REQUIRED TASK 1: Reproduce verbatim the passage of the judgment that begins at the words "Citation : 2003" and ends after the words "absent, although served.".

SOURCE:
— Begin —
Citation : 2003 Latest Caselaw 654 Bom
Judgement Date : 18 June, 2003
JUDGMENT
N.V. Dabholkar, J.
1. Heard Advocate Shri R.M. Borde for petitioners and Advocate Shri S.B. Agrawal for respondent Nos. 2 to 4. Respondent No. 1 is absent, although served.
2. The revision petition challenges judgment and order dated 11-10-1993 delivered by Civil Judge (J.D.), Tuljapur, in Civil Miscellaneous Application No. 2/1993, thereby allowing review petition filed by original defendant Nos. 2 to 4/respondent Nos. 2 to 4, setting aside thereby Judgment and decree passed in Regular Civil Suit No. 21/1982 by his predecessor on 30-12-1992.
3. Regular Civil Suit No. 21/1982 was filed by present revision petitioners against four defendants and present respondent Nos. 1 to 4 were defendant Nos. 1 to 4 in the suit. (Henceforth parties shall be referred to as plaintiffs and defendants Nos. 2 to 4 for the sake of convenience).
Plaintiffs had filed suit for declaration in respect of sale deed dated 9-12-1971 executed by defendant No. 1 - Shivajirao in favour of defendant Nos. 2 and 3 that the same was not binding on the plaintiffs. They had also prayed for cancellation of the same and possession of the subject land. The suit was decided by Judgment dated 30-12-1992, in favour of plaintiffs. It was declared that sale deed dated 9-12-1971 executed by defendant No. 1 in favour of defendant Nos. 2 and 3 was not binding on plaintiffs and defendant Nos. 2 and 3 were directed to handover possession of the suit land to the plaintiffs within one month from the date of order.
4. Certain events those occurred during pendency of the suit are relevant for the purpose of decision of this revision petition. Defendant Nos. 2 to 4 filed application (Exh.74) requesting the Court to frame an issue regarding defendant No. 4 being tenant in the subject land and for reference of the same to the competent authority under the tenancy law. This application was rejected by the trial Court vide order dated 6-10-1990.
Civil Revision Application No. 22/1991 was preferred by defendant Nos. 2 and 3 before this Court challenging the rejection of application (Exh.74). The revision petition came up before this Court for admission on 1-7-1992 and was summarily dismissed with following operative order :
"In this view of the matter, revision application is dismissed summarily. Suit is directed to be disposed of as expeditiously as possible."
5. Eventually it appears that, defendant No. 4 filed a separate revision petition against challenging the order dated 6-10-1990 passed below Exhibit 74 before this Court. There is no dispute that ad-interim stay of the suit was granted by order dated 17-7-1991 in this matter. Rule was issued and interim stay was confirmed by order dated 2-3-1992. It is also common ground that this revision application was disposed of on 14-1-2000 with following order :
"Rule discharged as suit already decided."
— End —
REQUIRED TASK 2: Rewrite the records from the line that has "q: woman in pink jacket" through the end of the records, keeping the requests. Multiply every bounding-box coordinate in the answers by 1.05 and round each to a whole number, with halves rounded up. Give only those lines.

DATA SECTION:
— Begin —
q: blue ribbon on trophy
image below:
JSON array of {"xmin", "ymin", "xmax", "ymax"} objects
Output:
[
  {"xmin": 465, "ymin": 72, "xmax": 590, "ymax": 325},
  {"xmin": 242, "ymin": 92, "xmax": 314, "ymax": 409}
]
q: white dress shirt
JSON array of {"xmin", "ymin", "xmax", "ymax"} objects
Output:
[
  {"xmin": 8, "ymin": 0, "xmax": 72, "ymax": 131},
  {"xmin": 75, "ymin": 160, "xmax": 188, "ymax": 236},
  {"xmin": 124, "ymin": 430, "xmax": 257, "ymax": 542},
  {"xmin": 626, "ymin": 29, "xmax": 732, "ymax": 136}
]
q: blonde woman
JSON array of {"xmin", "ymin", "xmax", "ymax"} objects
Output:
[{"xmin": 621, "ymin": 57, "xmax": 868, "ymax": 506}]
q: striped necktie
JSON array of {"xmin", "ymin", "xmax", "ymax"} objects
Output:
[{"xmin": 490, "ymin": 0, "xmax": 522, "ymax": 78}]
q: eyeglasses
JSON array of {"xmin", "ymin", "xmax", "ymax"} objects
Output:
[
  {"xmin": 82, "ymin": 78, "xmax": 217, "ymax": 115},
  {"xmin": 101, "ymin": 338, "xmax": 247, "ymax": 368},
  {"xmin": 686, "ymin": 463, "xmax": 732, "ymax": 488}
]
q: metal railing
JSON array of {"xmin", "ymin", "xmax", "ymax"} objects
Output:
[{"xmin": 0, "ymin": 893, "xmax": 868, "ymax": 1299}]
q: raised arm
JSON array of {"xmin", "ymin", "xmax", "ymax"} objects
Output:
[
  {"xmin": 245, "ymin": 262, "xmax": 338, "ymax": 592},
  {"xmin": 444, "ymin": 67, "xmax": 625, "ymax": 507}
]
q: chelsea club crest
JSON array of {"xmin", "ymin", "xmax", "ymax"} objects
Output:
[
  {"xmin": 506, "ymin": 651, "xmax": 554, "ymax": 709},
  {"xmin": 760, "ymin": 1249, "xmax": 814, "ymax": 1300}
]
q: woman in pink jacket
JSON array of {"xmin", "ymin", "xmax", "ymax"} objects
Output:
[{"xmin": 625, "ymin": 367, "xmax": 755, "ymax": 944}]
— End —
WRITTEN SOLUTION 1:
Citation : 2003 Latest Caselaw 654 Bom
Judgement Date : 18 June, 2003
JUDGMENT
N.V. Dabholkar, J.
1. Heard Advocate Shri R.M. Borde for petitioners and Advocate Shri S.B. Agrawal for respondent Nos. 2 to 4. Respondent No. 1 is absent, although served.

WRITTEN SOLUTION 2:
q: woman in pink jacket
JSON array of {"xmin", "ymin", "xmax", "ymax"} objects
Output:
[{"xmin": 656, "ymin": 385, "xmax": 793, "ymax": 991}]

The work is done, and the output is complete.